== Aim 1 ==
In the records, from the line containing "every white door" through the end of the records, update every "tight rectangle" to "close-fitting box" and give those lines back with nothing else changed.

== Selected passage ==
=====
The UK’s Institute of Physics (IOP) is facing a backlash to a 10 February statement submitted to the House of Commons Science and Technology committee on the recent climate research unit (CRU) emails that were released into the public domain after someone hacked their email servers .

The IOP statement says that the disclosed e-mails from the CRU threaten the “integrity of scientific research in this field.

The statement was seen by many inside and outside the physics community as being too harsh on Phil Jones , the head of the CRU and playing into the hand of skeptics reports the Guardian .

The IOP, although confirming that the statement was written and approved by their energy subcommittee of its science board , refuses to name the authors of the statement. The move has lead calls in the community for the institute itself to be more open. Some IOP members are asking why it was the energy and not the environmental physics group that worked on the statement.

Peter Gill, an energy industry consultant who had publicly argued in an IOP newsletter that the role carbon dioxide plays global warming should be downplayed is a member of the energy sub-committee and confirmed to the Guardian that some of his suggestions, but not all, were in the IOP statement.

Arnold Wolfendale, past president of the IOP (1994-1996) told Physics World‘s Michael Banks (which is owned by IOP) that the evidence is “not worthy” of IOP and that the submission “further muddies the waters regarding global warming”.
=====
== Aim 2 ==
Answer these from the passage on the IOP statement:
(a) On what date was the IOP statement submitted to the committee?
(b) Which body of the IOP wrote and approved the statement?
(c) In which years was Arnold Wolfendale president of the IOP?

Items from a labeling collection:
=====
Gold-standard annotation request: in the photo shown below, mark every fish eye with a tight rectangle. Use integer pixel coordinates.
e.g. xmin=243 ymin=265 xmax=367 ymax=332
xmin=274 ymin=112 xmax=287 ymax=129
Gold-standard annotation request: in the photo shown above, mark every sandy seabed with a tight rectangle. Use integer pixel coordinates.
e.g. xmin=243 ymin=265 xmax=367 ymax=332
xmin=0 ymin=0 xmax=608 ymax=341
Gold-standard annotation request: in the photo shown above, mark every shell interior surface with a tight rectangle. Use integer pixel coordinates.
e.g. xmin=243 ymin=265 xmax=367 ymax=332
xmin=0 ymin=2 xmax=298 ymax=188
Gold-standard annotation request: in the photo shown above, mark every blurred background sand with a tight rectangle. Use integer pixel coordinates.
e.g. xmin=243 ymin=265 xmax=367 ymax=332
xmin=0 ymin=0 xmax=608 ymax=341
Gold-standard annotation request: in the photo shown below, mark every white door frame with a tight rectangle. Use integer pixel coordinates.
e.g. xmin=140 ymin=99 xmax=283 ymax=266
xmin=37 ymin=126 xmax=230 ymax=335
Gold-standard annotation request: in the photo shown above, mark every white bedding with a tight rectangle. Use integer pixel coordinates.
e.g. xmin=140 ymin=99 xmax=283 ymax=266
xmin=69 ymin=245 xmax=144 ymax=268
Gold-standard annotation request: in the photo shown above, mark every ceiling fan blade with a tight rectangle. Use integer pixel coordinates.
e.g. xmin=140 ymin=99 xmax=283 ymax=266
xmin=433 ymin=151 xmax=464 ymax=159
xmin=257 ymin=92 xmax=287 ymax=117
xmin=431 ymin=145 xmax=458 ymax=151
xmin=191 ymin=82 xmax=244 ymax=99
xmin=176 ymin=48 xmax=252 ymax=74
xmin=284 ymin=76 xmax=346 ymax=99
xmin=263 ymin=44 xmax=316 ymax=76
=====
== Worked solution 1 ==
Gold-standard annotation request: in the photo shown below, mark every white door frame with a close-fitting box. Use integer pixel coordinates.
e.g. xmin=140 ymin=99 xmax=283 ymax=266
xmin=37 ymin=126 xmax=230 ymax=335
Gold-standard annotation request: in the photo shown above, mark every white bedding with a close-fitting box. Use integer pixel coordinates.
e.g. xmin=140 ymin=99 xmax=283 ymax=266
xmin=69 ymin=245 xmax=144 ymax=268
Gold-standard annotation request: in the photo shown above, mark every ceiling fan blade with a close-fitting box. Use integer pixel coordinates.
e.g. xmin=140 ymin=99 xmax=283 ymax=266
xmin=433 ymin=151 xmax=464 ymax=159
xmin=257 ymin=92 xmax=287 ymax=117
xmin=431 ymin=145 xmax=458 ymax=151
xmin=191 ymin=82 xmax=244 ymax=99
xmin=176 ymin=48 xmax=252 ymax=74
xmin=284 ymin=76 xmax=346 ymax=99
xmin=263 ymin=44 xmax=316 ymax=76

== Worked solution 2 ==
(a) 10 February
(b) The energy subcommittee of its science board
(c) 1994-1996